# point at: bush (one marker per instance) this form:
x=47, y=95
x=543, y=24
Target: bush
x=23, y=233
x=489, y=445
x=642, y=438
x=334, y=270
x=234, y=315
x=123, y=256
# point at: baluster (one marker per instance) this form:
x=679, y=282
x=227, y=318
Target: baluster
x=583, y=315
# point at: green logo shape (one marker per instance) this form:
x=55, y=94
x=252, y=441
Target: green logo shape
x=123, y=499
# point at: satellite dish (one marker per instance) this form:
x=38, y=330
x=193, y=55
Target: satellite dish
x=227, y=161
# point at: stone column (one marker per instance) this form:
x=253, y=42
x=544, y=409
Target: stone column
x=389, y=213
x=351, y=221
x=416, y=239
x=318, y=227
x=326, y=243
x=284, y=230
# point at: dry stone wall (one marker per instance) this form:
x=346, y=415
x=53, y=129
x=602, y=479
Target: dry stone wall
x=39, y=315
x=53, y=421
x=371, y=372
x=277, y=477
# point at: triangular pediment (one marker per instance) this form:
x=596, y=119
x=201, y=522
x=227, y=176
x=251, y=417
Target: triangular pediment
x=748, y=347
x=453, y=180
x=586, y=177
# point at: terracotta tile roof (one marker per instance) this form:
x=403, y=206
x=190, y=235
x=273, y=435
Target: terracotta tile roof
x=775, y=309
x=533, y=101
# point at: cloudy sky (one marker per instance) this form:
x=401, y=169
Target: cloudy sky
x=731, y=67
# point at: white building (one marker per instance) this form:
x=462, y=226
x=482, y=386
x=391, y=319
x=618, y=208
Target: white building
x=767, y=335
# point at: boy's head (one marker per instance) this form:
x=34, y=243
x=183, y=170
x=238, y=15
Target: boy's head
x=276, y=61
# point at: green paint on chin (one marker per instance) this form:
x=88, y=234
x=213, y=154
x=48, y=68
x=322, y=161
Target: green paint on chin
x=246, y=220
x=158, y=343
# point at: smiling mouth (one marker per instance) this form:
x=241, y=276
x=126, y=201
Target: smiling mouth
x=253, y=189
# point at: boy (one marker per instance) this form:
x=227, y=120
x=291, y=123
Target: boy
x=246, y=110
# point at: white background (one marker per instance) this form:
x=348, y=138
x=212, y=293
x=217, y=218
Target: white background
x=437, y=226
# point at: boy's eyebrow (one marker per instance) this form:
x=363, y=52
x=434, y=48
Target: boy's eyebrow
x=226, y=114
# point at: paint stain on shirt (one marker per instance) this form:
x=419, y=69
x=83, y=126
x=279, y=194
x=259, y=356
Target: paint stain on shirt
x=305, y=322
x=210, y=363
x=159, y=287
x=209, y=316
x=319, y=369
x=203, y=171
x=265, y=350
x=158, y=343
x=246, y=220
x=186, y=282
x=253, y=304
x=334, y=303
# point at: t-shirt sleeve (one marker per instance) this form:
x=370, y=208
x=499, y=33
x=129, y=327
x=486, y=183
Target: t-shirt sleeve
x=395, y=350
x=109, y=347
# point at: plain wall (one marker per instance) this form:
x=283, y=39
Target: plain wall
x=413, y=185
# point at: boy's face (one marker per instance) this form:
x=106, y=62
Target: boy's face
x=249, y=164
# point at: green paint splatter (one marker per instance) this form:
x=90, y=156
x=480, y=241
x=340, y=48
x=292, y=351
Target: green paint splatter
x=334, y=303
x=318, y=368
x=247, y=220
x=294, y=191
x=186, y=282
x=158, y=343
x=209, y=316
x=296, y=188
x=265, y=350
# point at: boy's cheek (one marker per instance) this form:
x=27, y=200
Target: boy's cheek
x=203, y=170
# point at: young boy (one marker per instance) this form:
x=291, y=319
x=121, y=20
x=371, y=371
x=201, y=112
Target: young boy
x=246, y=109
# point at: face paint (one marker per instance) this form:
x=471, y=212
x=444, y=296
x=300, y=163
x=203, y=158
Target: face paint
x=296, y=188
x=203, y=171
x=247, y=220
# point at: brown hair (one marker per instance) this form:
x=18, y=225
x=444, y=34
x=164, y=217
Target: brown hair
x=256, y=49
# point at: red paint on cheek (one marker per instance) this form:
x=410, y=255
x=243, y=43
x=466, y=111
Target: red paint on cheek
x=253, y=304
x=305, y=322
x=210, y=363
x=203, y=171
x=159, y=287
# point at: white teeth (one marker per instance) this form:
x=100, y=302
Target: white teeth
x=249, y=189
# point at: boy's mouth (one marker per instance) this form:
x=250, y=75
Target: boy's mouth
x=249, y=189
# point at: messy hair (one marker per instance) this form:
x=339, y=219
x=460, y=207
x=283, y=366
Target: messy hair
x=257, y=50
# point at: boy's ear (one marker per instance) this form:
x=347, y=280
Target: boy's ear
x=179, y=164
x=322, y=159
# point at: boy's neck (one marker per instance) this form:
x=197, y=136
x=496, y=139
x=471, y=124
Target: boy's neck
------------------------------------------------
*EXERCISE DETAILS*:
All lines of the data above must be repeated exactly.

*PROBLEM SOLUTION*:
# point at: bush (one marker per instance) this form:
x=47, y=95
x=543, y=24
Target: bush
x=23, y=233
x=489, y=445
x=642, y=438
x=334, y=270
x=234, y=315
x=123, y=256
# point at: baluster (one marker per instance) this form:
x=679, y=282
x=227, y=318
Target: baluster
x=583, y=315
# point at: green logo shape (one marker per instance) this form:
x=55, y=94
x=252, y=441
Target: green logo shape
x=123, y=499
# point at: satellite dish (one marker per instance) this form:
x=38, y=330
x=193, y=55
Target: satellite dish
x=227, y=161
# point at: stone column (one marker per instance) this form:
x=253, y=42
x=544, y=409
Target: stone column
x=389, y=213
x=351, y=221
x=416, y=239
x=318, y=227
x=326, y=243
x=284, y=230
# point at: dry stone wall (one marker per instance) this form:
x=346, y=415
x=53, y=129
x=602, y=479
Target: dry stone wall
x=39, y=315
x=53, y=421
x=371, y=372
x=277, y=477
# point at: triangular pediment (one marker per instance) this form:
x=596, y=119
x=201, y=522
x=227, y=176
x=251, y=417
Target: triangular pediment
x=748, y=347
x=453, y=180
x=586, y=177
# point at: terracotta tile roof (one marker per instance) this form:
x=403, y=206
x=190, y=235
x=273, y=435
Target: terracotta tile roof
x=775, y=309
x=533, y=101
# point at: cloudy sky (one marker per instance) this form:
x=401, y=169
Target: cloudy sky
x=731, y=67
# point at: white building (one marker per instance) this form:
x=462, y=226
x=482, y=386
x=391, y=319
x=618, y=208
Target: white building
x=767, y=335
# point at: boy's head (one marker per instance) this form:
x=34, y=243
x=183, y=170
x=238, y=15
Target: boy's head
x=276, y=61
# point at: green paint on chin (one marker per instance) this form:
x=88, y=234
x=213, y=154
x=48, y=68
x=322, y=161
Target: green paint on chin
x=246, y=220
x=158, y=343
# point at: smiling mouth (one marker per instance) this form:
x=241, y=276
x=126, y=201
Target: smiling mouth
x=253, y=189
# point at: boy (one marker per instance) this form:
x=227, y=120
x=291, y=123
Target: boy
x=246, y=110
# point at: white background (one marker per instance) this form:
x=348, y=138
x=212, y=293
x=217, y=218
Target: white background
x=437, y=226
# point at: boy's eyebrow (one marker per instance) this form:
x=363, y=52
x=434, y=48
Target: boy's eyebrow
x=226, y=114
# point at: paint stain on shirt (one marker per instance) this form:
x=419, y=69
x=83, y=126
x=279, y=194
x=259, y=356
Target: paint stain on shirt
x=305, y=322
x=210, y=363
x=159, y=287
x=209, y=316
x=319, y=369
x=203, y=171
x=265, y=350
x=158, y=343
x=246, y=220
x=186, y=282
x=253, y=304
x=334, y=303
# point at: t-shirt sleeve (one marker per instance) this form:
x=370, y=208
x=499, y=33
x=129, y=327
x=486, y=183
Target: t-shirt sleeve
x=395, y=350
x=109, y=347
# point at: plain wall (one marker per instance) this form:
x=283, y=39
Target: plain wall
x=413, y=185
# point at: boy's face (one marker per instance) this form:
x=106, y=62
Target: boy's face
x=249, y=164
# point at: green paint splatter (one marker per instance) this form:
x=90, y=156
x=480, y=241
x=340, y=48
x=292, y=351
Target: green paint splatter
x=334, y=303
x=318, y=368
x=247, y=220
x=294, y=191
x=186, y=282
x=158, y=343
x=209, y=316
x=296, y=188
x=265, y=350
# point at: boy's cheek (one marker per instance) this form:
x=27, y=200
Target: boy's cheek
x=203, y=170
# point at: young boy (one marker per instance) this form:
x=291, y=319
x=121, y=20
x=371, y=371
x=201, y=112
Target: young boy
x=246, y=109
# point at: face paint (one marker per instance) this form:
x=471, y=212
x=444, y=296
x=300, y=163
x=203, y=158
Target: face paint
x=296, y=188
x=203, y=171
x=247, y=220
# point at: brown hair (one marker per instance) this form:
x=18, y=225
x=444, y=34
x=164, y=217
Target: brown hair
x=256, y=49
# point at: red paint on cheek (one marker per instance) this form:
x=410, y=255
x=243, y=43
x=466, y=111
Target: red paint on cheek
x=253, y=304
x=305, y=322
x=210, y=363
x=203, y=171
x=159, y=287
# point at: white teeth (one marker per instance) this form:
x=100, y=302
Target: white teeth
x=249, y=189
# point at: boy's mouth (one marker per instance) this form:
x=250, y=75
Target: boy's mouth
x=249, y=189
# point at: messy hair (one marker per instance) this form:
x=339, y=219
x=460, y=207
x=283, y=366
Target: messy hair
x=257, y=50
# point at: boy's ear (one marker per instance) this form:
x=347, y=280
Target: boy's ear
x=179, y=164
x=322, y=159
# point at: boy's neck (one marker per instance) this form:
x=197, y=136
x=496, y=139
x=471, y=124
Target: boy's neck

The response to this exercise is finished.